Work to be completed:
Every line below is to be set down again exactly; any image stays out.

::: Entries provided

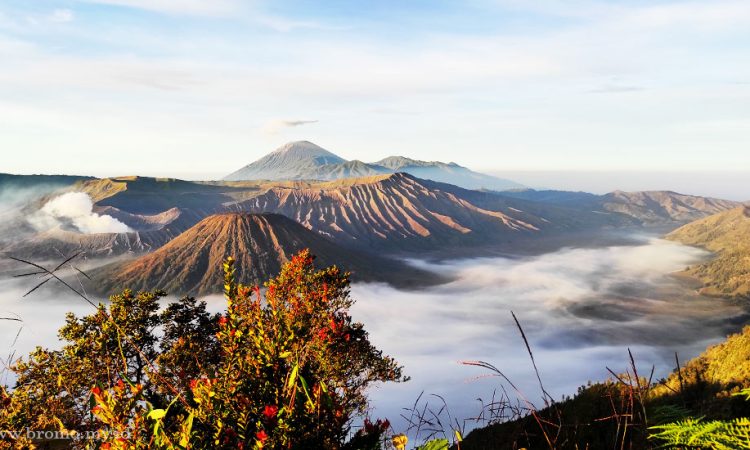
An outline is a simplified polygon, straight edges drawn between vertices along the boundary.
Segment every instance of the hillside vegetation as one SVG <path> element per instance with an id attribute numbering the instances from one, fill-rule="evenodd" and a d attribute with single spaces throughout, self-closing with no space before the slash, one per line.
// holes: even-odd
<path id="1" fill-rule="evenodd" d="M 667 239 L 716 253 L 711 261 L 684 272 L 703 283 L 701 293 L 750 297 L 750 207 L 740 206 L 689 223 L 667 235 Z"/>
<path id="2" fill-rule="evenodd" d="M 658 427 L 750 416 L 750 402 L 734 395 L 750 388 L 750 326 L 709 347 L 664 380 L 649 383 L 648 368 L 637 368 L 643 369 L 637 377 L 633 368 L 618 378 L 589 383 L 572 398 L 534 414 L 474 430 L 460 448 L 678 448 L 662 447 L 663 442 L 653 436 L 662 430 Z M 749 438 L 744 442 L 750 445 Z"/>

::::::

Expected answer:
An outline is a simplified polygon, straight edges drawn between vertices along the boundary.
Segment every instance of the hillside vegetation as one SVG <path> element per instance with an id attribute numbering the instances from one, fill-rule="evenodd" and a d attribute with single spaces throughout, self-closing with no space before the slash, one per line.
// holes: even-odd
<path id="1" fill-rule="evenodd" d="M 667 239 L 716 253 L 711 261 L 684 272 L 703 283 L 701 293 L 750 297 L 750 207 L 740 206 L 689 223 L 667 235 Z"/>
<path id="2" fill-rule="evenodd" d="M 658 427 L 750 416 L 750 402 L 734 395 L 750 388 L 750 326 L 709 347 L 664 380 L 649 383 L 648 368 L 637 368 L 643 369 L 637 377 L 633 368 L 618 378 L 589 383 L 572 398 L 534 414 L 474 430 L 460 448 L 678 448 L 662 447 L 663 442 L 653 436 L 662 430 Z M 749 438 L 744 442 L 750 445 Z"/>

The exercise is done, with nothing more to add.